**Input rows**:

|---|

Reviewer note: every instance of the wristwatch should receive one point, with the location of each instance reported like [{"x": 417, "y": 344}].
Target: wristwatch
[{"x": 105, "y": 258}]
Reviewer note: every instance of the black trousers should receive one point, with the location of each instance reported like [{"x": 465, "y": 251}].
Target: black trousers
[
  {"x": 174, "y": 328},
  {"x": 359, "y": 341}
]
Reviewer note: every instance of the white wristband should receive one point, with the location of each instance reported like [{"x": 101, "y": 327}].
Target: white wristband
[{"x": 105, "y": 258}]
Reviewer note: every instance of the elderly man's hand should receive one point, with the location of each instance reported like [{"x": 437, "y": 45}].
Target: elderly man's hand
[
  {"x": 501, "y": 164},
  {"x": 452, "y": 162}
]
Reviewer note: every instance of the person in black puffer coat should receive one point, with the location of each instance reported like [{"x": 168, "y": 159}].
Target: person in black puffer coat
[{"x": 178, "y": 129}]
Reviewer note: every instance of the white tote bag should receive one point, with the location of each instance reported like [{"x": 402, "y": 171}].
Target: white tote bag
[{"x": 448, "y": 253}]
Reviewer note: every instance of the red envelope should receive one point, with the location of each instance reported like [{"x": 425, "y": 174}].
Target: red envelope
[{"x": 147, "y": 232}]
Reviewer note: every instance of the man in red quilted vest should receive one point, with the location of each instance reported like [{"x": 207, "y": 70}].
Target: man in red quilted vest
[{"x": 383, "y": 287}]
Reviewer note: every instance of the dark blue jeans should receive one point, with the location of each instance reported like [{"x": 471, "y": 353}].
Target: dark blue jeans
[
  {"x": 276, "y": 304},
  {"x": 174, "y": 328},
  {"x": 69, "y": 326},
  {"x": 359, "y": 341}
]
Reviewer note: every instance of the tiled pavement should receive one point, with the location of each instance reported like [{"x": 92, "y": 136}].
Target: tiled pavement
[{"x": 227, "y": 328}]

|---|

**To be done**: Please retype all of the data above exactly as it appears, line for line.

**Written solution**:
Reviewer note: every instance of the wristwatch should receive one point, with the location of each instance reported like [{"x": 417, "y": 344}].
Target: wristwatch
[{"x": 105, "y": 258}]
Reviewer note: every instance of the black trousers should receive one point, with the location of each instance reported like [{"x": 465, "y": 251}].
Target: black trousers
[
  {"x": 174, "y": 328},
  {"x": 359, "y": 341}
]
Reviewer note: every instance of the white wristband should receive one point, with the location of each instance reported like [{"x": 101, "y": 327}].
Target: white wristband
[{"x": 105, "y": 258}]
Reviewer note: every instance of the elderly man's hand should receive one point, with the location of each instance reported like [{"x": 437, "y": 45}].
Target: elderly man's hand
[
  {"x": 501, "y": 164},
  {"x": 452, "y": 162}
]
Reviewer note: every instance of the person in black puffer coat should receive one point, with the location of each instance reported like [{"x": 168, "y": 159}].
Target: person in black puffer coat
[{"x": 178, "y": 129}]
Reviewer note: every instance of the white tote bag should receive one point, with the location of each instance reported like [{"x": 402, "y": 171}].
Target: white tote bag
[{"x": 448, "y": 253}]
Reviewer note: every instance of the red envelope should receive one point, with the location of each instance reported like [{"x": 425, "y": 174}].
Target: red envelope
[{"x": 147, "y": 232}]
Reviewer note: every instance of the man in red quilted vest should receive one point, with the location of each instance reported like [{"x": 207, "y": 70}].
Target: man in red quilted vest
[{"x": 383, "y": 287}]
Reviewer note: every instance of the dark blue jeans should receive one point, with the location of each instance reported like [{"x": 471, "y": 353}].
Target: dark blue jeans
[
  {"x": 276, "y": 304},
  {"x": 174, "y": 328},
  {"x": 69, "y": 326},
  {"x": 359, "y": 341}
]
Reviewer note: every instance of the tiled pavement should receive one point, with the location of each instance reported like [{"x": 92, "y": 136}].
Target: tiled pavement
[{"x": 227, "y": 328}]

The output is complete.